### Aim of the exercise
Please give back only the data starting with the line containing "aircraft registration n988ca." and going on through the line containing "[(96, 171), (112, 239)]", swapping "marker" for "point" and leaving everything else unchanged.

### Data extract
•••••

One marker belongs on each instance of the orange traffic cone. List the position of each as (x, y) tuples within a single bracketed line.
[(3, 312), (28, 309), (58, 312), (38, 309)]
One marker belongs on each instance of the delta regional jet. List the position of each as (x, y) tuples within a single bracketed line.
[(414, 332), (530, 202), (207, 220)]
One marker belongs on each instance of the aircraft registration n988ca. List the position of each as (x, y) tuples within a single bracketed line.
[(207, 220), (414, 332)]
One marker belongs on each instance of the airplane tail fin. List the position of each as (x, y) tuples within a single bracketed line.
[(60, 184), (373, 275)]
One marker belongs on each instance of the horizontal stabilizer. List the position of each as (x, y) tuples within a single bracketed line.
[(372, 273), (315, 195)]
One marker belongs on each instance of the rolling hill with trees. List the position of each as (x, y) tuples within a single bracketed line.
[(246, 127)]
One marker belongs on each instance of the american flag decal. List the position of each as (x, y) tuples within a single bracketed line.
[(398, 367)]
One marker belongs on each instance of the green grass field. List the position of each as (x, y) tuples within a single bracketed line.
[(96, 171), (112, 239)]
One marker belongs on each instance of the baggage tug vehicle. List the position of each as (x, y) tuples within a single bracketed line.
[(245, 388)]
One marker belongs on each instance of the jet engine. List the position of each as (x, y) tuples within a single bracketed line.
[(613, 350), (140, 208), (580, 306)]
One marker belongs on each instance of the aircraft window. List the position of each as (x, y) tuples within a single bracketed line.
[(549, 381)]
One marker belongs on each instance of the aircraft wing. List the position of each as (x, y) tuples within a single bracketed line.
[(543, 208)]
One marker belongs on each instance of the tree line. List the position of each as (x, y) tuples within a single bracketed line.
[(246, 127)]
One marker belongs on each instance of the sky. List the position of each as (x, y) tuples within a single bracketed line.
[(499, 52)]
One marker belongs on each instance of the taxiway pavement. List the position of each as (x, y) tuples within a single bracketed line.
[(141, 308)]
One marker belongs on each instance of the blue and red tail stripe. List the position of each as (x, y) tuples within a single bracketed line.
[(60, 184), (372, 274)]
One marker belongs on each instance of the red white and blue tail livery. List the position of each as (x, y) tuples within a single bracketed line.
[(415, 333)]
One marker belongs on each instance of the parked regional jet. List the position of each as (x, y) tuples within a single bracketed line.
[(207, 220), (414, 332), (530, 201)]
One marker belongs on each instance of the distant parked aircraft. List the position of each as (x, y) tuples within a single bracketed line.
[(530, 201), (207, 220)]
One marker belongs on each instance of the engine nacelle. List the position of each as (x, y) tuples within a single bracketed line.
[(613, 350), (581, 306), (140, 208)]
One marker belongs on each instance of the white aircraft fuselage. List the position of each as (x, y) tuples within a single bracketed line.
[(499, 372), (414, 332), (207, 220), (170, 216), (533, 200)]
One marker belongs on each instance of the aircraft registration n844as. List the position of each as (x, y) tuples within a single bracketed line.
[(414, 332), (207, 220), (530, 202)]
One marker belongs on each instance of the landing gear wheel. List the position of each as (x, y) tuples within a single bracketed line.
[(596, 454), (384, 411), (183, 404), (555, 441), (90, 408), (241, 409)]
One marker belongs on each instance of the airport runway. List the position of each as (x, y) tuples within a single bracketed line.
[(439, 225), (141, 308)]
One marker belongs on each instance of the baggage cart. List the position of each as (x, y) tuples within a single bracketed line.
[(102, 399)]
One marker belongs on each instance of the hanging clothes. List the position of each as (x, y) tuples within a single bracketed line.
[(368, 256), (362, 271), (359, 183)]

•••••

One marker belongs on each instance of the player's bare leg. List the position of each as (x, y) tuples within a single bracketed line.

•••••

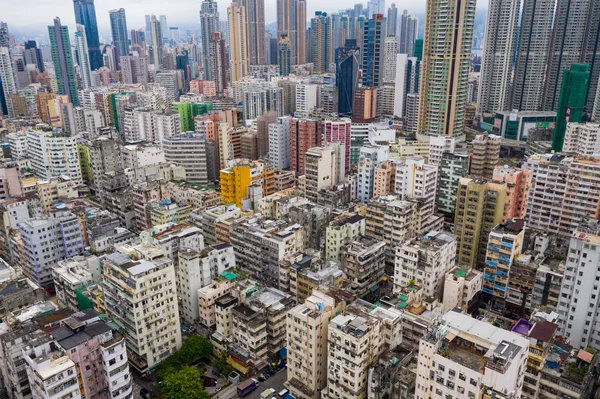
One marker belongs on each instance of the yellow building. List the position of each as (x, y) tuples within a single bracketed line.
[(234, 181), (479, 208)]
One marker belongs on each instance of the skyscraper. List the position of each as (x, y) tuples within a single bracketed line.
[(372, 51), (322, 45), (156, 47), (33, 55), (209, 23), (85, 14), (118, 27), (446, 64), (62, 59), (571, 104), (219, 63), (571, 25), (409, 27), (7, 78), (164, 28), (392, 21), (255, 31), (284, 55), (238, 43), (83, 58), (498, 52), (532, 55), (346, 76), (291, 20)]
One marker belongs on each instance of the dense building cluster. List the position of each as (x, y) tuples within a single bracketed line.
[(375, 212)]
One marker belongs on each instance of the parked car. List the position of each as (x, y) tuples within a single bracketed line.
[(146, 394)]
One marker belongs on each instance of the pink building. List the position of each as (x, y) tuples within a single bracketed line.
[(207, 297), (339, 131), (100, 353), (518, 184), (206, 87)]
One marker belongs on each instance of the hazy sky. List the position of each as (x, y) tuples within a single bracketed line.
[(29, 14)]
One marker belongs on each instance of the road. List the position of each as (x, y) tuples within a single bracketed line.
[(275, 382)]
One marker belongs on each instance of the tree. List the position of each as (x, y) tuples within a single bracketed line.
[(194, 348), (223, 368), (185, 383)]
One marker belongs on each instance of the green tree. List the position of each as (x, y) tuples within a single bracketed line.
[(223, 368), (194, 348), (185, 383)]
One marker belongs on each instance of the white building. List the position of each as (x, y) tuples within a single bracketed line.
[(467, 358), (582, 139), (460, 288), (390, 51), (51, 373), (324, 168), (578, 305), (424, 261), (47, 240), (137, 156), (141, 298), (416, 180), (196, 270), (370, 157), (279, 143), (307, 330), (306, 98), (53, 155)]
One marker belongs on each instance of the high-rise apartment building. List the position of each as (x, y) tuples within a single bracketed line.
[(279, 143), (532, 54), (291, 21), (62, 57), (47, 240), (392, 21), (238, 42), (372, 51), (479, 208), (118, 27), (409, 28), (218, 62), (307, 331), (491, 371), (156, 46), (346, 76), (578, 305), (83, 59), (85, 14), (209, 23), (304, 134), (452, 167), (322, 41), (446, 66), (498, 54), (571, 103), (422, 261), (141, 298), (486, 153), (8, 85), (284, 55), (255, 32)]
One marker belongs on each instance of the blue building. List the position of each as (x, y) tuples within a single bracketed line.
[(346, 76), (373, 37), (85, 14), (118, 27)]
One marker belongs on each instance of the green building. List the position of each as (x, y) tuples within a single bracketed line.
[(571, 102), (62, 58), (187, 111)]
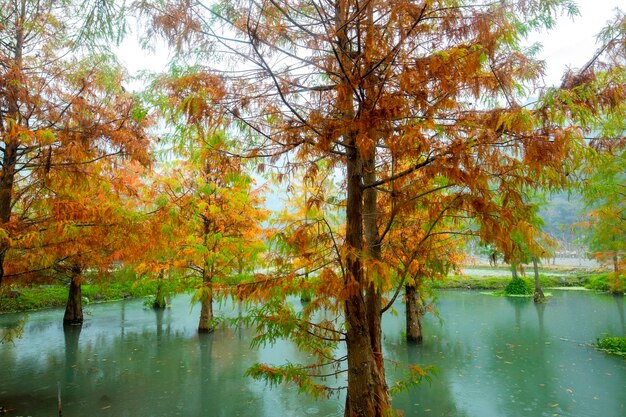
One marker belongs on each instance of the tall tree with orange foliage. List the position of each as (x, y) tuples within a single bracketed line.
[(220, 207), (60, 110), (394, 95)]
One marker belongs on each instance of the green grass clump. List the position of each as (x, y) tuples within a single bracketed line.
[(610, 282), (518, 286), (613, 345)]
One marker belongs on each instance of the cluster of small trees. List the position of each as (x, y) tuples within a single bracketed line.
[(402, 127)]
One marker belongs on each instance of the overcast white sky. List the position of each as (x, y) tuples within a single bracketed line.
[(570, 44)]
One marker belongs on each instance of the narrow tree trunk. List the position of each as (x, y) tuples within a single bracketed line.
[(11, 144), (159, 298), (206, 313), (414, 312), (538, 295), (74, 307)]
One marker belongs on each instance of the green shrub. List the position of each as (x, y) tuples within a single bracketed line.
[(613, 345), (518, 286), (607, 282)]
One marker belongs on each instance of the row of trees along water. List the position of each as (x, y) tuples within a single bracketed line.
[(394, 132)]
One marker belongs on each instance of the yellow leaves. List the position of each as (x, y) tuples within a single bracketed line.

•••••

### Output below
One point belongs on each instance of the aircraft registration n988ca. List the position of each as (x, y) tuples within a single bracketed line.
[(207, 220), (414, 332)]
One point belongs on each instance of the airplane tail fin. List the position of each as (x, y) tuples within a single bracketed line.
[(60, 184), (373, 275)]
One point belongs on each instance of the horizontal stabilizer. List the position of each as (x, y) tuples within a single bracketed line.
[(372, 273), (315, 195)]
One point belongs on each instance of the rolling hill with trees. List the position of each as (x, y) tuples within a single bracketed line.
[(246, 127)]
One point belongs on each instance of the american flag decal. List the position of each as (x, y) tuples within a single bracketed line.
[(398, 367)]
One point belongs on each instance of the green grass field. List the position of each as (x, y) tuples within a single bracketed line.
[(96, 171), (112, 239)]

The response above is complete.